Task. Your task is to return the line containing "Each instance of the asphalt" plus every line after it, exactly and with nothing added.

Listing.

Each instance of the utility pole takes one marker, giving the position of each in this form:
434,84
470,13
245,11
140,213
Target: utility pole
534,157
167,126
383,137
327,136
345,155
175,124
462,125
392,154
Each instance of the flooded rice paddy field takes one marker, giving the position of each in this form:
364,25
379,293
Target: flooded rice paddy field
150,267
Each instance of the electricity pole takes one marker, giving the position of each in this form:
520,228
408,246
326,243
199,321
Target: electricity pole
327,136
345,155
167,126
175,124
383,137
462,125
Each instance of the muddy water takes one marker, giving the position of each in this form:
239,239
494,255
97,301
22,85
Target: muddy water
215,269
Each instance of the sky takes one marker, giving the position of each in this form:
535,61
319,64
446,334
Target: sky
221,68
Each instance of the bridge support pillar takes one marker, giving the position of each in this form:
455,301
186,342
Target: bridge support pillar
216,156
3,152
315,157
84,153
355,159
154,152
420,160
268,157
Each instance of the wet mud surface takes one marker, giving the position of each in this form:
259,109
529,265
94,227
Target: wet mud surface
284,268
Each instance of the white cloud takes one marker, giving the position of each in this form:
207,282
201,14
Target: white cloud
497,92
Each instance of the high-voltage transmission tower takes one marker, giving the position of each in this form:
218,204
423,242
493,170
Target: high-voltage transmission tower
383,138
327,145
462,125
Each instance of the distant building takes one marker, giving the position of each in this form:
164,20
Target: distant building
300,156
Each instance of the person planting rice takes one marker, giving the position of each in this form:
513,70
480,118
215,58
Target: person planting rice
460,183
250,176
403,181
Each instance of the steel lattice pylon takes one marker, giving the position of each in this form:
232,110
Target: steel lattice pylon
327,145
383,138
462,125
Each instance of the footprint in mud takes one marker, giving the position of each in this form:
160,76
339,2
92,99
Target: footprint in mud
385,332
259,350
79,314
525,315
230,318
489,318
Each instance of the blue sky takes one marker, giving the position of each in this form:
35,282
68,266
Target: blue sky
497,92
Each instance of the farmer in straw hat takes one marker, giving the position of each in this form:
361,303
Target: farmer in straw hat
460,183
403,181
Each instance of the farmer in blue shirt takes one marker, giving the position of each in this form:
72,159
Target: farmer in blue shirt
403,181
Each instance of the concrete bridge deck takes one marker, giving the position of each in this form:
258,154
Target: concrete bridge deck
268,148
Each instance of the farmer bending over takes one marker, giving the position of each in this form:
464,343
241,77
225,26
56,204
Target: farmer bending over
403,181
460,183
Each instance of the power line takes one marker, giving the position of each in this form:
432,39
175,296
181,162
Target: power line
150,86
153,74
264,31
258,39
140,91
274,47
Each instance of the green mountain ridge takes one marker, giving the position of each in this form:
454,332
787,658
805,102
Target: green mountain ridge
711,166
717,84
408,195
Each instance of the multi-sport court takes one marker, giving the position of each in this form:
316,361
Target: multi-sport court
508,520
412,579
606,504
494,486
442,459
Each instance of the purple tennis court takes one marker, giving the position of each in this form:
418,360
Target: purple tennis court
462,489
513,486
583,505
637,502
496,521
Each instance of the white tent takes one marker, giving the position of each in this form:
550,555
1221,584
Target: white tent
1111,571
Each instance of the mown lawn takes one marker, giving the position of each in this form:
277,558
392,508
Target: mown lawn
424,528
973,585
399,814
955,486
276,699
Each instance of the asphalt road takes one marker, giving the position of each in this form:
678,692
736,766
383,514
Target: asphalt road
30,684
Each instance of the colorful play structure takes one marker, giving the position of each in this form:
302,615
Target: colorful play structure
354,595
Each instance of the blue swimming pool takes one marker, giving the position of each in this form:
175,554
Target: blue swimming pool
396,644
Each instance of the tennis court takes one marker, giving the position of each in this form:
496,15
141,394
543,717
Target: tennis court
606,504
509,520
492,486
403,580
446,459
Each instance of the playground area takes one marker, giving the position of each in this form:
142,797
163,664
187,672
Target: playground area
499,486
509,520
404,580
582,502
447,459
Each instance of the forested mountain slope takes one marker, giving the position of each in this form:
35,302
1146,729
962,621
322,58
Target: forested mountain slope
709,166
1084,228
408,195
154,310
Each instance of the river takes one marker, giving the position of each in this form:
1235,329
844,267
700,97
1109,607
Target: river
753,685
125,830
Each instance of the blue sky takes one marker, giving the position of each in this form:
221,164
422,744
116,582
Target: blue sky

Task response.
Each instance of the asphalt road takes one marker, giving the position of each in this form:
678,692
736,766
383,514
Target: asphalt road
30,684
Each instance of the colorful play structure takes one marker, giving the position of each in this form:
302,615
Target: colorful play structure
354,595
Each instance of the blue swimming pool takes one marker, giving the position of each in this form:
175,554
Target: blue swimming pool
396,644
Each instance of the tennis court takes one marker, giving the position of each in this form:
496,15
141,394
543,717
Target: tennis court
606,504
509,520
492,486
403,580
446,459
Each instance of the playground area takes one marker, giving the position of each in this form:
142,797
163,664
187,672
Target: playground area
499,486
509,520
404,580
582,502
447,459
Each instance of the forested mountain slope takes one marker, giving the position of each in this form:
35,302
1146,729
962,621
322,58
Target: forested mountain slope
709,166
1084,228
408,195
154,310
Each instance of the river takes one marker, giving the position of each in this form:
1235,329
844,267
700,97
1109,607
Target: river
753,685
125,830
Each instance of the blue sky takes one marker, giving the position of each in this form:
221,164
422,744
116,582
Target: blue sky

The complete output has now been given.